__REQUEST__
Reproduce the listing starting at the line that has "Identify a point on every instance of the turned" and continuing to the end, swapping "foxing spot" for "dark blemish" and keeping everything else the same.

__LISTED ENTRIES__
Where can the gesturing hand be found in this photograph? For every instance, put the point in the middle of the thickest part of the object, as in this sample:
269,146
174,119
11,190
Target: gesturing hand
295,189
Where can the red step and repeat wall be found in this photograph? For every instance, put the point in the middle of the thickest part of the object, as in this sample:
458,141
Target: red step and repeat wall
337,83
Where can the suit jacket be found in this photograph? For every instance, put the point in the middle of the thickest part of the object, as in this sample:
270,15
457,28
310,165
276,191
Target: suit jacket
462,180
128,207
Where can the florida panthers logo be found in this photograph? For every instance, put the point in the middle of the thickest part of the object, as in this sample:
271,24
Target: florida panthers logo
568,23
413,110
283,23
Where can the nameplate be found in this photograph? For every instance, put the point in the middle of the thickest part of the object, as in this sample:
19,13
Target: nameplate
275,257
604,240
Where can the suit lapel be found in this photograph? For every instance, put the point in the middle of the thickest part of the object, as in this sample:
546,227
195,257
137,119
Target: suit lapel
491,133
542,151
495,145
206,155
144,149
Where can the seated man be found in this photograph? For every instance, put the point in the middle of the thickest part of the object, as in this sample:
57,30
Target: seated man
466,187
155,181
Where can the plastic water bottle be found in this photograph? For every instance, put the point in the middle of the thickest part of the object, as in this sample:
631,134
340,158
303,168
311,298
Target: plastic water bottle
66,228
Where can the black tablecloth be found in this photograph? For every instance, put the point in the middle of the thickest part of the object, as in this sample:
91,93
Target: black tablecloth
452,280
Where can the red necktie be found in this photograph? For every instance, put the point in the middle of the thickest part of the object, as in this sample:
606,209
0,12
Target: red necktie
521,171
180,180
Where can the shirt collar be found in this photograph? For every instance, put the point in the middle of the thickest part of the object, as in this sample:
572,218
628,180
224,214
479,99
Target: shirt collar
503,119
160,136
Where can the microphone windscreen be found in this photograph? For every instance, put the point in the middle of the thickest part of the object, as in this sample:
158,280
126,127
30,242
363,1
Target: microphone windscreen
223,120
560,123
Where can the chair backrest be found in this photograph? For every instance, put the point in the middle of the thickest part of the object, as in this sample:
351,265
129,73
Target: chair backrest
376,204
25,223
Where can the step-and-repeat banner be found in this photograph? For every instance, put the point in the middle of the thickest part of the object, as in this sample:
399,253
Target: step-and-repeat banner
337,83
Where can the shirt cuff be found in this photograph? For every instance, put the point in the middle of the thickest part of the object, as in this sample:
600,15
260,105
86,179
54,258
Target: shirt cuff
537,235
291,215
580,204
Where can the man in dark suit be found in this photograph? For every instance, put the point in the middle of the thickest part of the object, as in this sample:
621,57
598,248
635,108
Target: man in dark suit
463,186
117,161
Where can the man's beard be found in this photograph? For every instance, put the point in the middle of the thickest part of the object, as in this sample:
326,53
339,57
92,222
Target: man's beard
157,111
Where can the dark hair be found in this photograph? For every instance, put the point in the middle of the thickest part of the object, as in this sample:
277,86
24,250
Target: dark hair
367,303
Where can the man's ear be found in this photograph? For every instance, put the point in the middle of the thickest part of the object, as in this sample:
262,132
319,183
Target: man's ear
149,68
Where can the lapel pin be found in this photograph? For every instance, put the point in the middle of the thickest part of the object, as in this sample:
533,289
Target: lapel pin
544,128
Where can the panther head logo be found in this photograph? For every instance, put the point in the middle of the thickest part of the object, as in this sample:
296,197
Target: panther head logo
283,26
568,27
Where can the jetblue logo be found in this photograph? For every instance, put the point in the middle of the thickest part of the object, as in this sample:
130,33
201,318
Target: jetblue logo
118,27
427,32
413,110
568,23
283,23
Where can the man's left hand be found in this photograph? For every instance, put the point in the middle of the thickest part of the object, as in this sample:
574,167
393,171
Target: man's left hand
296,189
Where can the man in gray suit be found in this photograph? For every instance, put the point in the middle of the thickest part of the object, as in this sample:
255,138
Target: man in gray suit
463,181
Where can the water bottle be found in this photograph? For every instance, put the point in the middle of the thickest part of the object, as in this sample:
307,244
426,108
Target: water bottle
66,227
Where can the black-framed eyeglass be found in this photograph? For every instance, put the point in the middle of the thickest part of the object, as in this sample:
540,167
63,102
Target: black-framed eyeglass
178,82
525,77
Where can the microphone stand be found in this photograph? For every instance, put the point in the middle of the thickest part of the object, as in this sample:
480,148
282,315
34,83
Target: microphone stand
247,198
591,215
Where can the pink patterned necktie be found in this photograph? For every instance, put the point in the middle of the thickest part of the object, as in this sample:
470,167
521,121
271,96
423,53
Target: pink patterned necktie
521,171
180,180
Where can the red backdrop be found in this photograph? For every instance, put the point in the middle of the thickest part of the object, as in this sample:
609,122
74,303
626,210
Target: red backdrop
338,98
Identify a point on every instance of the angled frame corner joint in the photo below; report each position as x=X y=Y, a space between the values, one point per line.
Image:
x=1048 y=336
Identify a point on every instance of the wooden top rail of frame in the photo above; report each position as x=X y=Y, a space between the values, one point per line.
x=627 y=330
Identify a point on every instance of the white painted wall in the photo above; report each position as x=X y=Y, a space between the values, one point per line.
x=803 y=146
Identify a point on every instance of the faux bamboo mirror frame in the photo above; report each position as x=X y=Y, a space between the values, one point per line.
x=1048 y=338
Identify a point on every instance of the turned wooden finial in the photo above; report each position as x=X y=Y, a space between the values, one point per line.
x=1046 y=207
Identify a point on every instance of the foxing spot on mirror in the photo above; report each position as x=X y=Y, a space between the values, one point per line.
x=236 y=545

__THE RESULT__
Identify a point on every instance of the turned wooden finial in the photo above; report each position as x=X y=Y, a space between the values, one point per line.
x=1046 y=207
Identify a point on every instance of the dark blemish on mirror in the photo above; report each position as x=X y=Y, a space between the values, one point per line.
x=236 y=545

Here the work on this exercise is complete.